## PROVIDED MATERIAL
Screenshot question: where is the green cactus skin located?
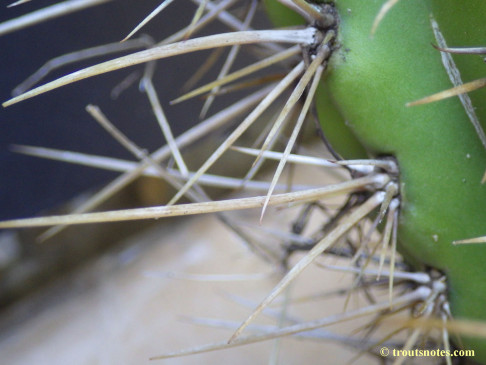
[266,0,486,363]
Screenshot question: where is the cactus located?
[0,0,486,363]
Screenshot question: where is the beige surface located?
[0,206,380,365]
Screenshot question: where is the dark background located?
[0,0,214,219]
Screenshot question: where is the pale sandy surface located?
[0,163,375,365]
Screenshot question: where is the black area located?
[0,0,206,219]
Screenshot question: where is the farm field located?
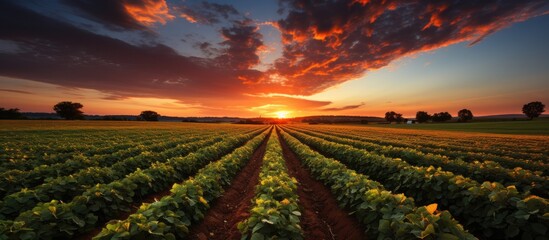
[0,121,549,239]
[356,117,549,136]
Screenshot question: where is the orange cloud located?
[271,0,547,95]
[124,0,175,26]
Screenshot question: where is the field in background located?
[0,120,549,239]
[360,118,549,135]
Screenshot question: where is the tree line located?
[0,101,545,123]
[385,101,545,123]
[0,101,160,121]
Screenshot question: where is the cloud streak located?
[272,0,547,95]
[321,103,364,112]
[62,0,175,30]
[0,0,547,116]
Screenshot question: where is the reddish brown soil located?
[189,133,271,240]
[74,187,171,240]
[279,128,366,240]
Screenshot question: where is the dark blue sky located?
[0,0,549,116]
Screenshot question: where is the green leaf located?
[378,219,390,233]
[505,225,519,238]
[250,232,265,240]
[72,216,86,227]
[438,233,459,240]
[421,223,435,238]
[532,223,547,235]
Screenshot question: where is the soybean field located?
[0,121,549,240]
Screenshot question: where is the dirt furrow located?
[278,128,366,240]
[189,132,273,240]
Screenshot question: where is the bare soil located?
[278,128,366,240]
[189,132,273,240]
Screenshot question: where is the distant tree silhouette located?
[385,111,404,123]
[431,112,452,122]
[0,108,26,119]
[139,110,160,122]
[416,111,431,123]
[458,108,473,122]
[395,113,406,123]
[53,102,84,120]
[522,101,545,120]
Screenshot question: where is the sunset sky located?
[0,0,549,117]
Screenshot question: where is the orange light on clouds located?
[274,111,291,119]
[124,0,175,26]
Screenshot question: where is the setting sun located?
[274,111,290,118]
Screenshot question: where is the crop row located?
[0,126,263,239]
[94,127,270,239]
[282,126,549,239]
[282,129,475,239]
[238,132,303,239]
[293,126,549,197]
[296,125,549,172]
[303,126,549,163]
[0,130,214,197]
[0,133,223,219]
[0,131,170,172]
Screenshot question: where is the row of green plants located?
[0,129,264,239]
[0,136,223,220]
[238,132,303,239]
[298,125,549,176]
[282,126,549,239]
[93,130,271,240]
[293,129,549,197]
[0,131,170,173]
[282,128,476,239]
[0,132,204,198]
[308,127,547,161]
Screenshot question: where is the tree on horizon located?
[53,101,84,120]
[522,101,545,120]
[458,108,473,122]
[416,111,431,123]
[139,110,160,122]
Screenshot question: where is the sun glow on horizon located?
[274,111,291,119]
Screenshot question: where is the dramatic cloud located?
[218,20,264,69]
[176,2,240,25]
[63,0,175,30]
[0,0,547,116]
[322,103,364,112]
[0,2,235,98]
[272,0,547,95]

* * *

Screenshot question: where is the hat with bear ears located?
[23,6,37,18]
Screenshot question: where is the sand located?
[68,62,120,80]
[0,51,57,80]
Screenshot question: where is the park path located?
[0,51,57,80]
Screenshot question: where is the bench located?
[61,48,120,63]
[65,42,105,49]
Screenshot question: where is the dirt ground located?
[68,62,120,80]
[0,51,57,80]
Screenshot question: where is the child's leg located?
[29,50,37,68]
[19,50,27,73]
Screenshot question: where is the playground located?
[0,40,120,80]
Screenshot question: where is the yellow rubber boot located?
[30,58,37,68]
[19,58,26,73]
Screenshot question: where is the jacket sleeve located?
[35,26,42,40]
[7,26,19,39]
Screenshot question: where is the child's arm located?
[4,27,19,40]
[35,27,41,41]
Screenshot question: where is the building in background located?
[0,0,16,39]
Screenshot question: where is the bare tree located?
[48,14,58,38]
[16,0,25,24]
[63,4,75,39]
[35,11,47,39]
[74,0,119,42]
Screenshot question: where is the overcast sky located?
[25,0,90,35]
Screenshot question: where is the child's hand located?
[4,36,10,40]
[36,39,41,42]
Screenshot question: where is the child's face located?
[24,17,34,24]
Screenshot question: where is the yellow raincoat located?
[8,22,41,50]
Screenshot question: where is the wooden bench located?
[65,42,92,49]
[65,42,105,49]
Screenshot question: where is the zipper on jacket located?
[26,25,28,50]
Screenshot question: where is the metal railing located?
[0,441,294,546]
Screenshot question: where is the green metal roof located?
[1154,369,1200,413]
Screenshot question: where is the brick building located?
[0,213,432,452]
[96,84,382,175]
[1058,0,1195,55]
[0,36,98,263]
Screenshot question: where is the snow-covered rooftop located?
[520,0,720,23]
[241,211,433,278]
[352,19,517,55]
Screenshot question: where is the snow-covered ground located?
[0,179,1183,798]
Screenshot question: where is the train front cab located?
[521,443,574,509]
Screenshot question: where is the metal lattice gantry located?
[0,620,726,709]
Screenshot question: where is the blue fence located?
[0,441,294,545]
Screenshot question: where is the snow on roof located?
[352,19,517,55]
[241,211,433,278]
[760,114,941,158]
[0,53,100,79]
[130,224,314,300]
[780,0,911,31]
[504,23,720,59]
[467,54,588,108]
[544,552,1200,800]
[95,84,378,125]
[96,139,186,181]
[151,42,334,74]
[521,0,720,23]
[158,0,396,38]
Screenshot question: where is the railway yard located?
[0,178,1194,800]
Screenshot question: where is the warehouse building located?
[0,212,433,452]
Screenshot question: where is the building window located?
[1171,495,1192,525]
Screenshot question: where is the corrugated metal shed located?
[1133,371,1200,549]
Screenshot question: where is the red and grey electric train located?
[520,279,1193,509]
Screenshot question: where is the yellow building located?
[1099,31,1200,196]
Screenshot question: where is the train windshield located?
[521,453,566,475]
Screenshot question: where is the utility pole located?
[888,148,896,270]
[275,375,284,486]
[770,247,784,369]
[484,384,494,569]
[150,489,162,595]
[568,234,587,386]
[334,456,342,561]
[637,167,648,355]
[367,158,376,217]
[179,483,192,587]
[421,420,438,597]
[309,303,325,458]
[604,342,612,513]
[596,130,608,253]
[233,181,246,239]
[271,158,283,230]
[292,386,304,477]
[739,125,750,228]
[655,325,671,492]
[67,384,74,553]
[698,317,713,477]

--

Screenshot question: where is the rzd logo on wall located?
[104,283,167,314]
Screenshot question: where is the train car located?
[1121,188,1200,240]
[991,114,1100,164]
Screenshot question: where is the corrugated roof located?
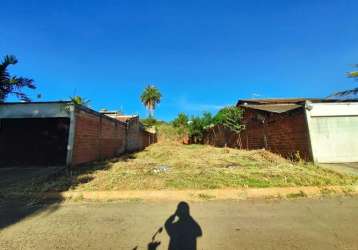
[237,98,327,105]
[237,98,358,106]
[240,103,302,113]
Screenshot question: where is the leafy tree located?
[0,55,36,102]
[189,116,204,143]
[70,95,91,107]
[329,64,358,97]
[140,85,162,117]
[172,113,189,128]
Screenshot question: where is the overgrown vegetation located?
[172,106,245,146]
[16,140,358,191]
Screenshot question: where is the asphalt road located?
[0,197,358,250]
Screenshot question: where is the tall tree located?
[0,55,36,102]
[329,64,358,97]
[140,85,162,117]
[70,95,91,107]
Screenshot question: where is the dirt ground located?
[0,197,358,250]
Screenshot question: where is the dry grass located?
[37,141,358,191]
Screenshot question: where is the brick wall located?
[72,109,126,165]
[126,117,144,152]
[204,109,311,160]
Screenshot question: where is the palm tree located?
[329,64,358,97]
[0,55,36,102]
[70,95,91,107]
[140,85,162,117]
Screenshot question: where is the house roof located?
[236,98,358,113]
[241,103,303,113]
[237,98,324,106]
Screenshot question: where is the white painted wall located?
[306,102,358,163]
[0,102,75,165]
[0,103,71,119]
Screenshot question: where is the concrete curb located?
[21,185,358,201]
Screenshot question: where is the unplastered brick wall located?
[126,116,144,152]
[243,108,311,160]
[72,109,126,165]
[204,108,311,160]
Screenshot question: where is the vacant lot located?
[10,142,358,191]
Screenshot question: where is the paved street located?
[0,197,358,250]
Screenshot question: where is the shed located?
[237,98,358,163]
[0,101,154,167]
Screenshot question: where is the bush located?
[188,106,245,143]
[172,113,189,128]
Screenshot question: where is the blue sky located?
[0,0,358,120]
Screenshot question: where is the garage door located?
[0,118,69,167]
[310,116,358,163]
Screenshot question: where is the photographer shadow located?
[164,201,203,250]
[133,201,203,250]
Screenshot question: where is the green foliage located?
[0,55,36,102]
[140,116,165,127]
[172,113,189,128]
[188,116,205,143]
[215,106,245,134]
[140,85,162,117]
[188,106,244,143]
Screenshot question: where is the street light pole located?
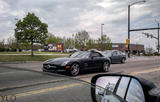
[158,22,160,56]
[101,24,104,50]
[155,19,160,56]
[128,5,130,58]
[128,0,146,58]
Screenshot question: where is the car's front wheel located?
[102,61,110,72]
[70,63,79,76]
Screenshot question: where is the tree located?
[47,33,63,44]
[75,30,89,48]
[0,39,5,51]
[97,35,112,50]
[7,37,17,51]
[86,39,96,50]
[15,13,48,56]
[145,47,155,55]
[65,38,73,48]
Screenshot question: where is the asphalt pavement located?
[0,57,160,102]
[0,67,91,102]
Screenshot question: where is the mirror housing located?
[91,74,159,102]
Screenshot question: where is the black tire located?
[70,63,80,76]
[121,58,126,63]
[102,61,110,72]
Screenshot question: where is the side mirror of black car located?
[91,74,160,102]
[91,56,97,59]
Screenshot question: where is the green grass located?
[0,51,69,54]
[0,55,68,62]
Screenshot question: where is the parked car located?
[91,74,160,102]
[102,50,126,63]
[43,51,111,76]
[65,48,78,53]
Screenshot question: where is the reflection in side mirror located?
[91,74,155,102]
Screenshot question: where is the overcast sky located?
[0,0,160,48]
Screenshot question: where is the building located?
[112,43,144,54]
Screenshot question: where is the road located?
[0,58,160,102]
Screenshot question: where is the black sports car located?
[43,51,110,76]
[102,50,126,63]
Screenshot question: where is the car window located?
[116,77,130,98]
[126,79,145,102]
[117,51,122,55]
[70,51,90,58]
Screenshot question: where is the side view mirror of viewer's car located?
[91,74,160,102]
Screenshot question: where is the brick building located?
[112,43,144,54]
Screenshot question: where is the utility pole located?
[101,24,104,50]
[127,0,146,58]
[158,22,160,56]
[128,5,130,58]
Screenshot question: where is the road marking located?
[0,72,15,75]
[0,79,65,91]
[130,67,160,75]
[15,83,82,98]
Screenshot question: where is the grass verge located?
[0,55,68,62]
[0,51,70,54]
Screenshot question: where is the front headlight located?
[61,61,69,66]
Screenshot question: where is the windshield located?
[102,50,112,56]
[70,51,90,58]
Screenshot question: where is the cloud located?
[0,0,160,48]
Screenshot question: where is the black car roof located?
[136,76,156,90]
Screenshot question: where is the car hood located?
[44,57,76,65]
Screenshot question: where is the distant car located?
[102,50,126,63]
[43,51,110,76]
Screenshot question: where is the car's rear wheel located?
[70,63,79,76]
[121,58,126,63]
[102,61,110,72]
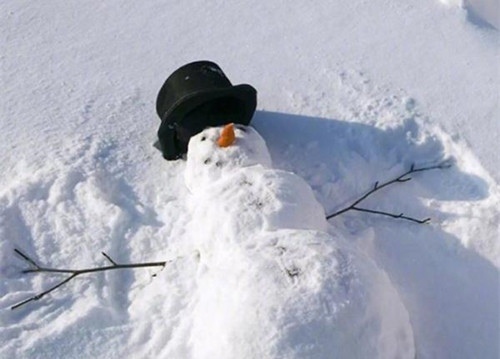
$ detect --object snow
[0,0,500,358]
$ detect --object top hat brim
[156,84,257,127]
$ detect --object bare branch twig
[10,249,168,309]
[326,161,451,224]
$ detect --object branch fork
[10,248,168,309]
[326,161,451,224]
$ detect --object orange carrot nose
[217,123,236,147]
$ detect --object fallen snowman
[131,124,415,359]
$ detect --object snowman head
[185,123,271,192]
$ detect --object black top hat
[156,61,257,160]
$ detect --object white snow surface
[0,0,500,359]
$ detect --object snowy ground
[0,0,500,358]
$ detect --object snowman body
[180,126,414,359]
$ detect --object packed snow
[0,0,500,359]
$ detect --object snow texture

## GOAL OF THE EXERCISE
Retype the rows starting with the line that contains "Screenshot question: where is the green leaf" and going on through the line that contains "[0,0,549,117]", both of those lines included.

## EXERCISE RESPONSE
Screenshot question: where is the green leaf located?
[378,219,390,233]
[505,225,519,238]
[250,232,265,240]
[72,216,86,227]
[438,233,459,240]
[421,223,435,238]
[532,223,547,235]
Screenshot question: where is the soybean field located?
[0,121,549,240]
Screenshot question: where is the dirt furrow located?
[278,128,366,240]
[189,132,273,240]
Screenshot question: where is the bare soil located?
[278,128,366,240]
[189,132,273,240]
Screenshot question: where is the distant tree silhouette located?
[385,111,404,123]
[431,112,452,122]
[0,108,26,119]
[139,110,160,122]
[416,111,431,123]
[458,108,473,122]
[395,113,406,123]
[53,102,84,120]
[522,101,545,120]
Screenshot question: where is the sunset sky located?
[0,0,549,117]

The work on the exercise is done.